Data shown:
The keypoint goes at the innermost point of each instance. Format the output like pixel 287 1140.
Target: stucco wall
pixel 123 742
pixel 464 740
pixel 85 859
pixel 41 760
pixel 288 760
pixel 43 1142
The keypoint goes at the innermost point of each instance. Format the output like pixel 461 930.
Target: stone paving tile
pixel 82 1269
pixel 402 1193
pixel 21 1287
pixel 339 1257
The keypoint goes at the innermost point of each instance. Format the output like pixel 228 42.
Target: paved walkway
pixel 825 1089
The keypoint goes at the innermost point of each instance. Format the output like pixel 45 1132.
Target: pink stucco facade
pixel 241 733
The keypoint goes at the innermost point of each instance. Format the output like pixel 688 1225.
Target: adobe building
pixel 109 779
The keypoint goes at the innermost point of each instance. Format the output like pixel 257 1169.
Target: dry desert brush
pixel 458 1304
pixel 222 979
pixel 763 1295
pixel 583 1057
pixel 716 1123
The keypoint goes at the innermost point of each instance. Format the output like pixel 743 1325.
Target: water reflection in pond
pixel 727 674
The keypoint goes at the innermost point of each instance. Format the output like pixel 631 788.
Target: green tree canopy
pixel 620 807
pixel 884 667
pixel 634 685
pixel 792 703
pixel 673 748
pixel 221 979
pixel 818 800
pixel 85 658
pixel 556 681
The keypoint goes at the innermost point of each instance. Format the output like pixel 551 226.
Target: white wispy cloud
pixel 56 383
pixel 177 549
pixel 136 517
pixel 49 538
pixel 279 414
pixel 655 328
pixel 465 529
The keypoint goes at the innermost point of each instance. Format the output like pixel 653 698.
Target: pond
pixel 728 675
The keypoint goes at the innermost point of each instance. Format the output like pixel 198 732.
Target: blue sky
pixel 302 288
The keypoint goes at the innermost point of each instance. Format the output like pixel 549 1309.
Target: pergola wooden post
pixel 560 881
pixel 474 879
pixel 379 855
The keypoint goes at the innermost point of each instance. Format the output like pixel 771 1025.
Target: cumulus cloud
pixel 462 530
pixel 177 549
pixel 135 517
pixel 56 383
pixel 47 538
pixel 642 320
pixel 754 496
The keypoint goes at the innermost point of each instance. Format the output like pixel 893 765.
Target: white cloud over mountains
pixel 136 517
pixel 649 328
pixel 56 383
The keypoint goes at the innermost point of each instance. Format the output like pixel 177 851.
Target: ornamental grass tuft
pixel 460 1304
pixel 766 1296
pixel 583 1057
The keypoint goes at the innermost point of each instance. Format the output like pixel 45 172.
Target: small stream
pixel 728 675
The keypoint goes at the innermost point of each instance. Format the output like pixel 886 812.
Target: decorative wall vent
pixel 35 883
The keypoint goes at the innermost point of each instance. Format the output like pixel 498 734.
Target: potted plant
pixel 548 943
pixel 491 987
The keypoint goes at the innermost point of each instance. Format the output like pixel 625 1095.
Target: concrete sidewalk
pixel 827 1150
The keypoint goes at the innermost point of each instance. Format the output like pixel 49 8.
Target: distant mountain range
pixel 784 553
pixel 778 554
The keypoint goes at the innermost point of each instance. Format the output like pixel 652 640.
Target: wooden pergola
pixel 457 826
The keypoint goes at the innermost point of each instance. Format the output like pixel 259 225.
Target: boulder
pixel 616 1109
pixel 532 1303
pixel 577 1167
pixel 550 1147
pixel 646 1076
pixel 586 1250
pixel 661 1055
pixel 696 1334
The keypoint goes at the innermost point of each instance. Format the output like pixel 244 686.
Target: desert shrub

Goal of the exercise: Repeat the line containing "pixel 652 640." and all subsequent lines through the final line of the data, exactly and with no others.

Solution:
The keypoint goes at the innermost point of each instance. Format the output like pixel 652 640.
Target: wooden pergola
pixel 457 826
The keypoint goes at the innermost point of each instance. Format the output like pixel 259 225.
Target: boulder
pixel 616 1109
pixel 532 1303
pixel 577 1167
pixel 550 1147
pixel 646 1076
pixel 586 1250
pixel 661 1055
pixel 696 1334
The keypoint goes at the innermost point of each instance. Format the output like pixel 244 686.
Target: desert shrub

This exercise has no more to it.